# Direction:
Reproduce the material below with every "marker" changed to "pin" and everything else left as it is. Omit the pictures.

# Provided entries:
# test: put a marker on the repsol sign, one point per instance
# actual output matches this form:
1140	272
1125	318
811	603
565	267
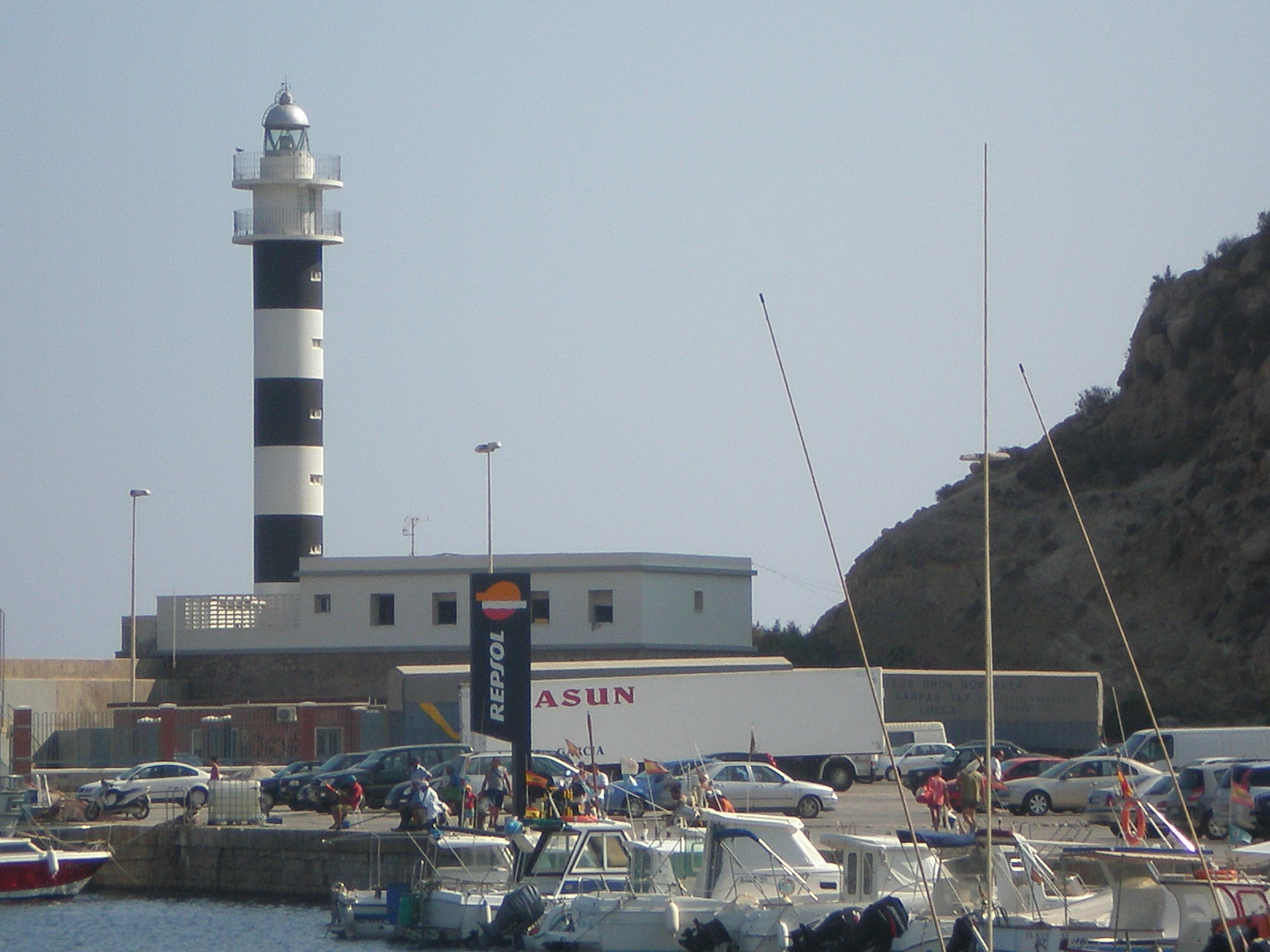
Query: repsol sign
501	657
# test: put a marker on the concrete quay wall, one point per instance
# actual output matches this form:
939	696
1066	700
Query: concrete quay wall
257	862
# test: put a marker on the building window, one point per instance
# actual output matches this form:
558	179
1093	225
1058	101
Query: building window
601	605
445	609
540	607
384	610
328	742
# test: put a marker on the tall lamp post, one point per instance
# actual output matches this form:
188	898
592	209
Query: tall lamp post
133	602
488	450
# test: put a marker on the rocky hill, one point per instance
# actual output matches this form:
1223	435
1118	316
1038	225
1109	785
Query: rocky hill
1172	478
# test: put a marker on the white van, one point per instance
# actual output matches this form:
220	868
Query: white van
916	733
1188	744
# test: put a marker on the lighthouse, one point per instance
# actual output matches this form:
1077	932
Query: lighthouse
286	229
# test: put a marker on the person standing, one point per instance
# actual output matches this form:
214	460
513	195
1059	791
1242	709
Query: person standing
936	799
494	789
971	781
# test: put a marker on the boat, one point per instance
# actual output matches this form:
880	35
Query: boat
27	871
760	879
469	862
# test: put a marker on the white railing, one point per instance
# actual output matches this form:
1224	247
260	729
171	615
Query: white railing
300	165
227	612
285	223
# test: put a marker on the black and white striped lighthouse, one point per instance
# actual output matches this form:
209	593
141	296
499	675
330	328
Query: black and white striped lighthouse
286	228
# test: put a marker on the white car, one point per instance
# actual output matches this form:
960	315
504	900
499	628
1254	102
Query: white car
919	757
165	780
1067	785
752	786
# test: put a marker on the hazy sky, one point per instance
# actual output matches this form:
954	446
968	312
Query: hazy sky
558	221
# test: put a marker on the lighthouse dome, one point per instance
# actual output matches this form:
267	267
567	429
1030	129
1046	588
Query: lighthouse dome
285	115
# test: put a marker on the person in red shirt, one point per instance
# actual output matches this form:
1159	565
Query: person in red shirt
347	800
936	799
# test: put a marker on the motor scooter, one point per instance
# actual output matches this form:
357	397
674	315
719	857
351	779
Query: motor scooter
110	800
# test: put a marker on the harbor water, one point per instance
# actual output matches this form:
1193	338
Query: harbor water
110	921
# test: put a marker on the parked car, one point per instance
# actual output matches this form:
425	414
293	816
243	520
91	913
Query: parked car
295	790
765	789
1069	783
472	769
1105	804
271	788
963	754
163	780
385	769
1202	786
1030	766
919	757
1240	790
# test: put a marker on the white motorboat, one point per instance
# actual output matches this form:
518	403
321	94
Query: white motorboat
759	881
469	862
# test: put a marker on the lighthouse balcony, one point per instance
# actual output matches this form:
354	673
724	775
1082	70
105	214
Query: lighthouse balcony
252	169
252	225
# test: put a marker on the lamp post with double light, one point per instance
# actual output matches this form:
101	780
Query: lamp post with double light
488	451
133	601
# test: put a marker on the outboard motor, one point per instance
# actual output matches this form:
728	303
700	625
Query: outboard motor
707	938
833	933
963	936
520	909
879	926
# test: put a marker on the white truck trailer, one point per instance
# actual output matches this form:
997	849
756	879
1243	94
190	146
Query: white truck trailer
819	724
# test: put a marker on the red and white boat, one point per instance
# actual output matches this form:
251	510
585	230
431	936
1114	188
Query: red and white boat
31	873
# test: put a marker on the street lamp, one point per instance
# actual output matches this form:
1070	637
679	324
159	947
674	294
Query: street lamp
488	450
133	602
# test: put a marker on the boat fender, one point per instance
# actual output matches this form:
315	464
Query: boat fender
672	918
1133	823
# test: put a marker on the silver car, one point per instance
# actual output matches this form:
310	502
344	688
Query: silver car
765	789
1067	785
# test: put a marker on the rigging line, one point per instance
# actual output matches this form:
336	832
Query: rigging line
1128	649
855	625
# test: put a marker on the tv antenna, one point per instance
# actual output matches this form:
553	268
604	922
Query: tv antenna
408	528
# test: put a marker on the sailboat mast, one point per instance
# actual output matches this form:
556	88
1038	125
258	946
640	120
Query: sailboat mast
988	696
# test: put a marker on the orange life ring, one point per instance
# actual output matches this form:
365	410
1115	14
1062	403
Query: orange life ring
1202	874
1133	823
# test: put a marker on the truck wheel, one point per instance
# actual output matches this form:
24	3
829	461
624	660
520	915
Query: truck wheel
809	808
839	775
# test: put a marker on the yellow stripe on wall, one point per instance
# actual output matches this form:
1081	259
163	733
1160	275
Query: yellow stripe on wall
431	710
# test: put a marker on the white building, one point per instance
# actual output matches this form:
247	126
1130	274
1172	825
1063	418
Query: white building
606	603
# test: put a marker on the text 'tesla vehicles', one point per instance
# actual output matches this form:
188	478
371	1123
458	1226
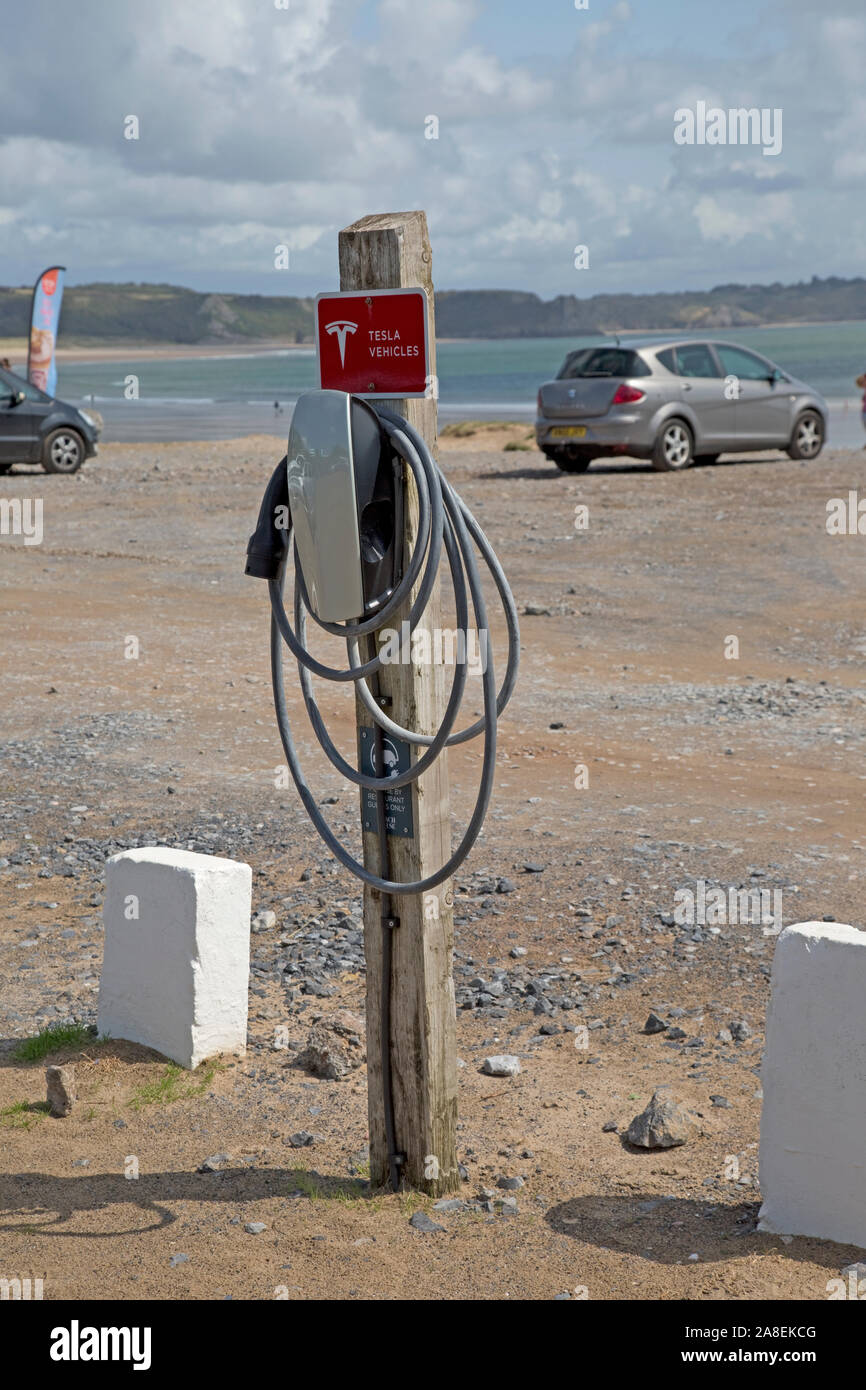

# Exercise answer:
# test: put a pin on the repsol sign, one point per instance
# actual output matches this form:
1140	272
1125	318
811	603
565	267
Query: repsol sign
501	657
# test: put a pin on the concrete quay wall, one point per instance
# actual output matches this form:
939	696
1066	700
Query: concrete quay wall
257	862
# test: put a pin on the building window, one point per instance
# actual output matches this form:
558	179
1093	225
1058	101
Query: building window
601	605
445	609
540	607
384	610
328	742
# test: put a pin on the tall lamp post, one point per instance
# actual output matches this form:
188	898
592	209
Query: tall lamp post
133	602
488	450
# test: put a pin on the rocky hill, one point per instance
# actual output matches this form:
1223	435
1118	316
1038	225
1109	785
Query: rocky hill
1172	478
# test: put a pin on the white van, one point per instance
# actual output matches this form:
220	868
Query: white van
916	733
1188	744
# test: put a pin on the lighthouse, one point per instance
# actual output matches this form:
1077	932
Query: lighthouse
286	229
# test: put a pin on the person standing, one point per instance
# actual output matches this form:
214	460
513	195
1059	791
1242	709
Query: person standing
936	799
494	789
971	781
# test: put a pin on the boat, one point per instance
# actual output matches this form:
880	35
Query: boat
27	871
760	879
469	862
# test: put a pin on the white railing, one point per instance
# actual output matches this form:
1224	247
260	729
171	615
Query: white railing
300	165
227	612
285	223
# test: put a pin on the black and white striped lighthouse, one point per instance
# actual output matches this form:
209	593
141	296
499	675
330	328
Query: black and white striped lighthouse
286	228
# test: put a pin on the white car, one point per instance
# actual output matches this form:
960	315
504	900
499	628
1254	102
Query: white car
919	757
165	780
1067	785
752	786
# test: put a pin on the hazy sky, one point per instance
# actual output matches this form:
954	446
968	312
Query: hazy sky
558	221
# test: put a pin on the lighthouse dome, one point per instance
# actual output matches this form:
267	267
567	429
1030	129
1046	588
Query: lighthouse dome
285	115
# test: put a pin on the person in red shirt, one point per instance
# actual output matches this form:
1159	565
Query: person in red shirt
347	800
936	799
# test: put a pin on the motor scooter, one point per instance
# actual output matches this form:
357	397
674	315
719	857
351	779
Query: motor scooter
110	800
# test: put a pin on the harbor water, one point per instance
# actual output matches this form:
1193	338
Query: harbor water
110	921
# test: put a pin on the parked car, one point per instance
# actual output matches this form:
425	414
293	816
243	520
91	913
Query: parked car
295	790
765	789
1069	783
472	769
1105	804
271	788
963	754
163	780
385	769
1202	786
1030	766
919	757
1240	790
# test: put a pin on the white motorboat, one point per instance
# actual output matches this form:
518	403
321	94
Query: white motorboat
759	881
469	862
# test: put a pin on the lighthouse balcony, one point per instance
# actual output matches this form:
354	673
724	775
1082	70
105	214
Query: lighthouse balcony
252	169
252	225
# test: put a pin on the lamp post with double light, one point per instance
# actual output matches this form:
101	780
Query: lamp post with double light
488	451
133	601
# test: put a pin on the outboard motor, one point per instance
# actual output matches this form:
728	303
700	625
Query: outboard motor
707	938
833	933
963	936
520	909
879	926
# test: put a pin on the white truck trailer, one point per instance
# actual output matches this form:
997	849
756	879
1243	94
190	146
Query: white truck trailer
819	724
# test: put a pin on the red and white boat, one point per instance
# actual output matches this form:
251	510
585	230
431	936
1114	188
Query: red and white boat
31	873
# test: put a pin on the street lamp, one point per instance
# actual output matches this form:
1070	637
679	324
159	947
674	294
Query: street lamp
488	450
133	602
# test: put a pin on the boat fender, one point per instance
# actual output matches this form:
315	464
Query: boat fender
672	918
1133	823
# test: put a pin on the silver car, one point per instance
# actual output matches this form:
310	502
344	688
Query: silver car
765	789
1067	785
# test: put a pin on the rigging line, one point per instance
# actual output matches this form:
336	832
Query: rigging line
1128	649
855	625
# test: put a pin on the tv antenna, one point per instance
# actual output matches this form:
553	268
604	922
Query: tv antenna
408	528
# test: put a pin on the sailboat mast, one point per instance
# actual output matches this form:
556	88
1038	125
258	946
640	120
Query: sailboat mast
988	696
# test: put a pin on the orange life ring, one point per instance
# actual output matches this form:
365	410
1115	14
1062	403
Query: orange life ring
1202	874
1133	823
# test: put a pin on the truck wheel, one point per instance
# actual output matches this form:
24	3
829	461
624	660
520	915
Query: truck wheel
809	808
839	775
# test: put a pin on the yellow stripe on wall, one point per instance
# actual output matches this form:
1081	259
163	733
1160	275
Query: yellow stripe on wall
431	710
# test: put a pin on the white building, one point per instance
# actual output matches this form:
247	126
1130	274
1172	825
1063	418
Query: white building
606	603
# test: put a pin on the text 'tesla vehicles', one point per instance
# actual output matches this form:
188	478
371	1123
458	1226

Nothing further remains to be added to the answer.